▶ [EXPLORE THE MATERIAL]:
A. In the agentic orchestration page, write out the passage starting at "The Core Problem: Stateless" and ending at "Act -> Observe.", swapping "Observe" for "Perceive".
B. Name every event type that the agentic orchestration page lists as persisted to the event log.
Segment Start: EXCERPT
← System Design Library / architecture-agentic-orchestration
Stable v1.0 Last Updated: 1/5/2026

Agentic Orchestration Patterns

Designing the operating system for AI: Durable execution, memory kernels, and cognitive architectures.

Summary

  • What it is: A blueprint for building reliable, long-running autonomous agents that survive infrastructure failures.
  • Why now: As agents move from “chatbots” to “workers,” they need state persistence, retry logic, and structured memory.
  • Who it’s for: Platform engineers building the “Agent Cloud” (e.g., Strategos).

The Core Problem: Stateless vs. Stateful

Traditional ML serving (Hyperion) is stateless: Input -> Model -> Output. Agentic workloads are stateful loops: Observe -> Plan -> Act -> Observe.

The Challenge:

  1. Timeouts: Agent tasks (e.g., “Research X”) can take minutes or hours. HTTP connections fail.
  2. Failure: If a pod crashes mid-thought, the agent’s context is lost.
  3. Context Window: Infinite history crashes the model.

Pattern 1: Durable Execution (The Kernel)

Instead of storing “current state” in a mutable database row, we use Event Sourcing.

The Event Log

We persist every significant step as an immutable event:

  • WorkflowStarted
  • ActivityScheduled (Tool Call)
  • ActivityCompleted (Tool Result)
  • TimerFired

The Replay Mechanism

When a worker crashes and restarts:

  1. Load the full Event History.
  2. Replay the code from the beginning.
  3. Skip side-effects (tools) that are already marked Completed in the log.
  4. Resume execution exactly where it died.

Result: Effectively “infinite” uptime for agents, guaranteeing Exactly-Once Execution for critical tools.


Pattern 2: The Memory Hierarchy (The MMU)

Just like an OS manages RAM, an Agent OS must manage Context.
Segment End: EXCERPT
Segment Start: DATA SECTION
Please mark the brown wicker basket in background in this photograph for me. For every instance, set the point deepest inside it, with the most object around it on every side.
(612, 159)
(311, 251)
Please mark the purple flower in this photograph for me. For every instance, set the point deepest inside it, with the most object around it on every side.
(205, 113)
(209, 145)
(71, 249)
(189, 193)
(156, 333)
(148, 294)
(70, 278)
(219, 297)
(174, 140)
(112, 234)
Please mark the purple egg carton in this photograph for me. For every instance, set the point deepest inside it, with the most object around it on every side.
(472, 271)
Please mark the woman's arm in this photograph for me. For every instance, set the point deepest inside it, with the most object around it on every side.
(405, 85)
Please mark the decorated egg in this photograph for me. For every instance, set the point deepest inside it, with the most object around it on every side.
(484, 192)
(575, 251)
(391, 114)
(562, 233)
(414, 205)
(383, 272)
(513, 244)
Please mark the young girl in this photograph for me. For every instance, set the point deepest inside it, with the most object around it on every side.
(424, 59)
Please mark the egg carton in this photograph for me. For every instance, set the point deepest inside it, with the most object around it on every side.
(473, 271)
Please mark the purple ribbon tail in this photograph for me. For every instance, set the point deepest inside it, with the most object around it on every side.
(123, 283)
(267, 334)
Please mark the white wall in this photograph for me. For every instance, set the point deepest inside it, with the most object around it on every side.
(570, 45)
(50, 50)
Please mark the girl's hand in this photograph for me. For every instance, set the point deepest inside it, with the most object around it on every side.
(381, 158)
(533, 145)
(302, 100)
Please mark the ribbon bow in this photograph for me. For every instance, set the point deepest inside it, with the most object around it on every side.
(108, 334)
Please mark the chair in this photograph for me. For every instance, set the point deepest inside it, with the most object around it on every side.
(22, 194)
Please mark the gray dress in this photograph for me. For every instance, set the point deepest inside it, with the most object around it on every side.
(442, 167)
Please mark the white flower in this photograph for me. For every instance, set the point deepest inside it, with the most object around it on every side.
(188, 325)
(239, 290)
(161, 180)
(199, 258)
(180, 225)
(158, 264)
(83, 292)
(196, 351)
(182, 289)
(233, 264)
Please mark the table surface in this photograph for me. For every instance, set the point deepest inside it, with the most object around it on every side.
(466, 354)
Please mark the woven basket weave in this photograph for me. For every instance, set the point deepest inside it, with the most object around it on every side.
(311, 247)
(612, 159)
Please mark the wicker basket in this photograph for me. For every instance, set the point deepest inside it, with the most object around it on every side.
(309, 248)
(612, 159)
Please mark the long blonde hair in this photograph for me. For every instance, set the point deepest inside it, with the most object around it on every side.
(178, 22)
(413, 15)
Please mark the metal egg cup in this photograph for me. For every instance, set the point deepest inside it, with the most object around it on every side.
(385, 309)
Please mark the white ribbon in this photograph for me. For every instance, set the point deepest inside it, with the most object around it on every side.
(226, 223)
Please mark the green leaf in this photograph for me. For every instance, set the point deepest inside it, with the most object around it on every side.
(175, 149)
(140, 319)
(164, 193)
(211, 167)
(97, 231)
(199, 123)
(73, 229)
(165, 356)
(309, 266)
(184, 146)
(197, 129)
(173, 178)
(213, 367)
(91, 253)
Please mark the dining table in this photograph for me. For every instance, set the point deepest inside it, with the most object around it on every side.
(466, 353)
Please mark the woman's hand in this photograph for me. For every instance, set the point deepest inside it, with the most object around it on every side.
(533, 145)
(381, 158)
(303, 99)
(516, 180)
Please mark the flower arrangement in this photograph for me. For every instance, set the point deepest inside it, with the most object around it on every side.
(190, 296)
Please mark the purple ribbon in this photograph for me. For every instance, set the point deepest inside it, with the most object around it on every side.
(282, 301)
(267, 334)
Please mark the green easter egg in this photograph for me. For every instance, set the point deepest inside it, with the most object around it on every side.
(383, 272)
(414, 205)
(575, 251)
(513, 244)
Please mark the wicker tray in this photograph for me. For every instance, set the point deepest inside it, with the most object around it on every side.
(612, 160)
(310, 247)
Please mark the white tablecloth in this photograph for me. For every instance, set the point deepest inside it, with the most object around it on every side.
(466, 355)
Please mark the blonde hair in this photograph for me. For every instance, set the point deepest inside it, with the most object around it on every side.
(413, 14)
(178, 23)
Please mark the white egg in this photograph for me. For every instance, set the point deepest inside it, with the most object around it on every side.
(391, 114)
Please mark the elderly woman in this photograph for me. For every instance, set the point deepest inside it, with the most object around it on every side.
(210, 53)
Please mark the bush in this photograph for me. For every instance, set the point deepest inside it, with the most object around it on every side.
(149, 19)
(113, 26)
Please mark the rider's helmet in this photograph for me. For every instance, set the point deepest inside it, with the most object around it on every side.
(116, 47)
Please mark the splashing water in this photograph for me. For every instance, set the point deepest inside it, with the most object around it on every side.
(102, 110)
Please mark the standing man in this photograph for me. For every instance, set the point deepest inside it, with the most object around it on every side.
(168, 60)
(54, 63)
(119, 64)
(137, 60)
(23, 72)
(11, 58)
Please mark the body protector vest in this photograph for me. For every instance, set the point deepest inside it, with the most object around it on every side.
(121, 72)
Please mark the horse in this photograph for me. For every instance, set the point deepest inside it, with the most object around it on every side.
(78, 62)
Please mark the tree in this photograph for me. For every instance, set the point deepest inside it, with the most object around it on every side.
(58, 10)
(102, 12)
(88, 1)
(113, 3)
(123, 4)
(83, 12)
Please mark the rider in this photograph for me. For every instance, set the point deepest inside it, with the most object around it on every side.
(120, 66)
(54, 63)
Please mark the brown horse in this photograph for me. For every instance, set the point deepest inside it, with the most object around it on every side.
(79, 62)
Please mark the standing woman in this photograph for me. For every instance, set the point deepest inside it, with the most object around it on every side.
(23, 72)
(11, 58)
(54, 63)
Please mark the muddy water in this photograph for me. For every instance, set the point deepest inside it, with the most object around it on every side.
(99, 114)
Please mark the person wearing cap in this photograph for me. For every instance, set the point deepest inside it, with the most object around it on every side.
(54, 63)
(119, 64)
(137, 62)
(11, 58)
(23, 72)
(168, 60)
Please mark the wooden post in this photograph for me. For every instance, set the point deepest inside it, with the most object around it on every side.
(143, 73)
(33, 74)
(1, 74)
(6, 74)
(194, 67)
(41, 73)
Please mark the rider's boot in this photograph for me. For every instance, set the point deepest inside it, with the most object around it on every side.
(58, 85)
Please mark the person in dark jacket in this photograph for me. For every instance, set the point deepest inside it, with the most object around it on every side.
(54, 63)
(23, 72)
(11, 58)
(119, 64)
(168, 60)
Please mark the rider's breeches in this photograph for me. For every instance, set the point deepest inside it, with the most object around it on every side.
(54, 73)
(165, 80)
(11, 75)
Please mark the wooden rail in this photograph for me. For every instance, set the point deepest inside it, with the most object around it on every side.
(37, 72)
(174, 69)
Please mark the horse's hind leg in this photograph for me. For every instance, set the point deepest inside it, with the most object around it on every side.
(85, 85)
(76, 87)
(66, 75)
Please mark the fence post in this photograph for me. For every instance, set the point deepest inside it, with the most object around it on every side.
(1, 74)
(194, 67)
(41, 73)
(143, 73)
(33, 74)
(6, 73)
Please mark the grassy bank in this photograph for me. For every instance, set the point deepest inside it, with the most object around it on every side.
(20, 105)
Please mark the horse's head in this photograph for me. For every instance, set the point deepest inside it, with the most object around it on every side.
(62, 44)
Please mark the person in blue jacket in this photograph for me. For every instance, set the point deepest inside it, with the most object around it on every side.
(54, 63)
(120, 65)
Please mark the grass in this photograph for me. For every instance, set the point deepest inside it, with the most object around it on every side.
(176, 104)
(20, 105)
Segment End: DATA SECTION
▶ [TASK RESULTS]:
A.
The Core Problem: Stateless vs. Stateful

Traditional ML serving (Hyperion) is stateless: Input -> Model -> Output. Agentic workloads are stateful loops: Perceive -> Plan -> Act -> Perceive.

B.
WorkflowStarted
ActivityScheduled (Tool Call)
ActivityCompleted (Tool Result)
TimerFired